▶ What the task requires
The response must restate all of the data word for word.

▶ Recorded data
Content starts

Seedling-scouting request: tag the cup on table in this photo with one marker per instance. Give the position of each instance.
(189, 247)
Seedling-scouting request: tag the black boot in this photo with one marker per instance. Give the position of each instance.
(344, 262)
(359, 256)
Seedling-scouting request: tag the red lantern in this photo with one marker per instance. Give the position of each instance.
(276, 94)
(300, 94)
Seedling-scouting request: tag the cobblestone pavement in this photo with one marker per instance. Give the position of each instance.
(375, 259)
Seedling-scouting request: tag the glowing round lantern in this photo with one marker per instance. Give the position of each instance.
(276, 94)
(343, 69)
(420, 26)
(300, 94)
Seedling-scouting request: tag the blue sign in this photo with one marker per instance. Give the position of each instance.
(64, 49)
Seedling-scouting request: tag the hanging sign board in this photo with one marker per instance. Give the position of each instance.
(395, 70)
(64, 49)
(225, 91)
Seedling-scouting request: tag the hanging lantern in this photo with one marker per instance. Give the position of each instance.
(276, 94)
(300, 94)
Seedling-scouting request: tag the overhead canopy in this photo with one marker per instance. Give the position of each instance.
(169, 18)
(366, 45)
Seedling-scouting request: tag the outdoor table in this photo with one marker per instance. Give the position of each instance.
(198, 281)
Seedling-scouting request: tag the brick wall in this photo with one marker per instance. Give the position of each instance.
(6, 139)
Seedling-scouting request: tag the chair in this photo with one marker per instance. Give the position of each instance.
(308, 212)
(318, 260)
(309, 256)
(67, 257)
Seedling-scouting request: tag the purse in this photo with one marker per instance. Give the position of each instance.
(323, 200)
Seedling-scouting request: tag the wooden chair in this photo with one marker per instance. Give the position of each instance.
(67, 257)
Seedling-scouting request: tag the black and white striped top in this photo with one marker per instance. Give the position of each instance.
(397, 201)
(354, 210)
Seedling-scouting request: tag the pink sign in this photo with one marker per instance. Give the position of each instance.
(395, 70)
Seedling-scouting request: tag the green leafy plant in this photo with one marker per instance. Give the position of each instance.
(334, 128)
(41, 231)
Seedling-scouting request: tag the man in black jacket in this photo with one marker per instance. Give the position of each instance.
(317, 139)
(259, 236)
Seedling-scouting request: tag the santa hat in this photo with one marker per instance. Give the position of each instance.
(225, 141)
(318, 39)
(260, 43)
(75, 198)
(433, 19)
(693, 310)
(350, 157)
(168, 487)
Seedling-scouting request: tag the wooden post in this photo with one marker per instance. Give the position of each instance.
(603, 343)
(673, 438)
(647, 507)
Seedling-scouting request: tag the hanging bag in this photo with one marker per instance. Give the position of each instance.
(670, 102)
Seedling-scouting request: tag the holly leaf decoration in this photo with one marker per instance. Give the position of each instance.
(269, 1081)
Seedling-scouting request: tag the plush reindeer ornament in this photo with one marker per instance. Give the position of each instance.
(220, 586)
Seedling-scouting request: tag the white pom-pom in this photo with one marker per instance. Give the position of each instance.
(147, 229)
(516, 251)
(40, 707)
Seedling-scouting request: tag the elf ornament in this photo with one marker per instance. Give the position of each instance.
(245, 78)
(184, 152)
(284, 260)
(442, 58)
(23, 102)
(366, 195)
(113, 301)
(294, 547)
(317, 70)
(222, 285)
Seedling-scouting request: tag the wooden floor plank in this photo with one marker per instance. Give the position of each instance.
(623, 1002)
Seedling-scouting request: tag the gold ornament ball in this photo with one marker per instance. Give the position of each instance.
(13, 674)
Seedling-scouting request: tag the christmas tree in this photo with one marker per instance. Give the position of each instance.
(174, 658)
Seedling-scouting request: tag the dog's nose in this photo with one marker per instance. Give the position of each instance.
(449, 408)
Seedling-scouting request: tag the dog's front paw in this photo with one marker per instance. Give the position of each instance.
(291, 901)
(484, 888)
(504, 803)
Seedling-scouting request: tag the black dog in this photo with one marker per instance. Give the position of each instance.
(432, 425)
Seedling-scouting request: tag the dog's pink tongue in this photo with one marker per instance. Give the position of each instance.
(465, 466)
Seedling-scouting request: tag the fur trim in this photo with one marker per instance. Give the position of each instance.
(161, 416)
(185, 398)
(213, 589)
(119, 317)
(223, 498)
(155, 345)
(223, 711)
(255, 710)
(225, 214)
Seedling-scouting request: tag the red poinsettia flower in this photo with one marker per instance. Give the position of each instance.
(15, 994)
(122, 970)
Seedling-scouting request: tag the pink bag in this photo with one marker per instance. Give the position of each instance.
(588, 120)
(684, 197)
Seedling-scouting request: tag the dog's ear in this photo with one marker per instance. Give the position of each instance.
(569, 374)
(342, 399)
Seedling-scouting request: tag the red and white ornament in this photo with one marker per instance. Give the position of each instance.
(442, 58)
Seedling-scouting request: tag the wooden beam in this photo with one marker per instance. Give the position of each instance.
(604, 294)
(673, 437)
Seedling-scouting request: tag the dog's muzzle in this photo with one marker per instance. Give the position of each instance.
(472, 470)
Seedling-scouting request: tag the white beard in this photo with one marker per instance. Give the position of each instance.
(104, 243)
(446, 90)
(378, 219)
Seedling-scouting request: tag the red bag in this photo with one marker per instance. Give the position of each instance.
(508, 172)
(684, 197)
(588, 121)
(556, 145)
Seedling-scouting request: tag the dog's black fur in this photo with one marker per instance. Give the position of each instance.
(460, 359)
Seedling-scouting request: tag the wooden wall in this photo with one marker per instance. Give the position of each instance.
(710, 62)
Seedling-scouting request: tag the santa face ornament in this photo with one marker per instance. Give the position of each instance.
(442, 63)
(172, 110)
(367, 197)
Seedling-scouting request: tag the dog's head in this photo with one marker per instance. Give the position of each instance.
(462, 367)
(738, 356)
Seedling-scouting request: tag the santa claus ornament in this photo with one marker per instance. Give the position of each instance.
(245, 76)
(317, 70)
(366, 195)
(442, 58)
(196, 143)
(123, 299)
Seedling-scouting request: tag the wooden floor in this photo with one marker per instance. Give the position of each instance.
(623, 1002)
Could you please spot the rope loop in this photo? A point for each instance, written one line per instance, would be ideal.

Content ends

▶ Result of the exercise
Seedling-scouting request: tag the cup on table in this photo with one marker per instance. Give the position of each instance.
(189, 247)
Seedling-scouting request: tag the black boot in this photo with one marker per instance. Give the position of each instance.
(344, 262)
(359, 256)
Seedling-scouting request: tag the red lantern in this photo with one marker per instance. Give the position of each instance.
(276, 94)
(300, 94)
Seedling-scouting request: tag the cobblestone pavement in this photo with one marker per instance. Give the position of each instance.
(375, 259)
Seedling-scouting request: tag the glowing round lantern in this photo with one marker per instance. Give the position of each instance.
(276, 94)
(343, 69)
(420, 26)
(300, 94)
Seedling-scouting request: tag the blue sign in this photo with one marker per instance. Give the position of each instance.
(64, 49)
Seedling-scouting request: tag the hanging sign board in this photo with one marker per instance. Give the position of each instance.
(395, 70)
(64, 49)
(225, 91)
Seedling-scouting request: tag the hanging lantern in this photo with one marker per instance. Give the position of each instance.
(276, 94)
(300, 94)
Seedling-scouting request: tag the overhead canopy in this photo with one marker per instance. Give the position of each instance.
(169, 18)
(366, 45)
Seedling-scouting request: tag the outdoor table in this photo with one marker per instance. Give the position of each instance.
(198, 281)
Seedling-scouting request: tag the brick wall in this photo with one marker per instance. Give the position of each instance.
(6, 139)
Seedling-scouting request: tag the chair in this photo with one marker per instance. Give the position of each instance.
(308, 212)
(318, 260)
(309, 256)
(67, 257)
Seedling-scouting request: tag the purse in this photo with one marker per instance. Give the position of each instance.
(323, 200)
Seedling-scouting request: tag the wooden chair in this photo with one marker per instance. Give the position of each instance.
(67, 257)
Seedling-scouting request: tag the black and white striped top in this photo with one marker per instance. Give the position of each instance.
(397, 201)
(354, 210)
Seedling-scouting request: tag the pink sign in this photo with one marker per instance. Give the position of each instance.
(395, 70)
Seedling-scouting request: tag the green leafy plant in this photo with one marker per instance. Give the position of each instance.
(334, 128)
(41, 231)
Seedling-scouting request: tag the man in black jacket in this photo with one marker per instance. Give the position of each instance.
(317, 139)
(259, 236)
Seedling-scouting request: tag the santa hat in this photo with one marker per instance. Give the position of each instance.
(225, 141)
(318, 39)
(260, 43)
(75, 198)
(433, 19)
(693, 310)
(350, 157)
(168, 487)
Seedling-scouting request: tag the wooden post in this photo with one marker per instance. Give the position of each instance.
(603, 343)
(673, 438)
(647, 507)
Seedling-scouting request: tag the hanging bag in this photo with one marker per instance. Give the position of each instance.
(670, 102)
Seedling-scouting request: tag the holly leaf decoration in this photo with one marker per instance. Give the position of each instance.
(269, 1081)
Seedling-scouting request: tag the plush reindeer ornament in this photo with one marker per instance. Give the position of each instance.
(220, 586)
Seedling-scouting request: tag the white pom-pom in this photo with one marker per instance. Give the position of each instance.
(147, 229)
(516, 251)
(40, 707)
Seedling-scouting request: tag the elf ornament in this photo with one marker per instance. Give the position of each instance.
(245, 78)
(184, 152)
(284, 260)
(442, 58)
(23, 102)
(366, 195)
(113, 301)
(294, 547)
(317, 70)
(222, 285)
Seedling-scouting request: tag the wooden floor plank in this photo with one marker per instance. Give the position of each instance.
(623, 1002)
Seedling-scouting request: tag the gold ornament ball in this photo with one marker per instance. Give the position of each instance.
(13, 674)
Seedling-scouting request: tag the christmas tree in this photo with one marker per instance. Give the position of each instance.
(174, 658)
Seedling-scouting request: tag the dog's nose in this photo with one marker per instance. Give the position of each instance.
(449, 408)
Seedling-scouting request: tag the dog's front paw in this photo with one marker per instance. Give the position of each instance.
(291, 901)
(484, 888)
(504, 803)
Seedling-scouting request: tag the black dog in this photo with one marker per instance. Give the position of each instance.
(432, 425)
Seedling-scouting request: tag the dog's pink tongue in this photo with one marker per instance. Give the position of each instance.
(465, 466)
Seedling-scouting request: tag the fur trim in this photo with one marker per instance. Give the position of each instance.
(161, 416)
(185, 398)
(213, 589)
(119, 317)
(223, 498)
(155, 345)
(223, 711)
(255, 710)
(225, 214)
Seedling-scouting request: tag the red poinsettia flower in this photo with one marker per instance. Give the position of each instance.
(15, 994)
(122, 970)
Seedling-scouting request: tag the pink bag in this photo with one marker per instance. Give the position of each instance.
(588, 120)
(684, 197)
Seedling-scouting request: tag the dog's ear in this photo with one marker per instance. Give the position of each instance.
(569, 374)
(342, 399)
Seedling-scouting request: tag the red and white ornament in this photo with one marker per instance. Give the position of each instance.
(442, 58)
Seedling-scouting request: tag the wooden beam in this photo with one marker per instance. Give the position of each instance.
(604, 294)
(673, 437)
Seedling-scouting request: tag the dog's muzzle in this photo with one marker per instance. Give the position of each instance.
(472, 470)
Seedling-scouting request: tag the white beard in this photo with one marker per instance. Give the position of each instance.
(104, 243)
(446, 90)
(378, 219)
Seedling-scouting request: tag the red bag in this photo with one marker per instance. Give the position of each instance.
(508, 172)
(684, 197)
(588, 121)
(556, 145)
Seedling-scouting request: tag the dog's black fur in this photo with one marker per instance. Give the position of each instance.
(460, 359)
Seedling-scouting request: tag the wooden wall in this photo with one marker per instance. Give the position of each instance.
(710, 62)
Seedling-scouting request: tag the santa face ornament in this photo with one marker per instance. Give the position of each instance.
(442, 63)
(172, 110)
(367, 197)
Seedling-scouting request: tag the dog's head in this photo with one marker per instance. Give the position of each instance.
(462, 367)
(738, 356)
Seedling-scouting request: tag the santa claus ornament in this photo with one marker per instance. Give the position of each instance.
(245, 76)
(317, 70)
(366, 195)
(442, 58)
(196, 143)
(123, 299)
Seedling-scouting request: tag the wooden floor in this photo with one marker per instance. Give the position of each instance.
(623, 1002)
Could you please spot the rope loop in this photo? A point for each instance, written one line per instance, would be ideal.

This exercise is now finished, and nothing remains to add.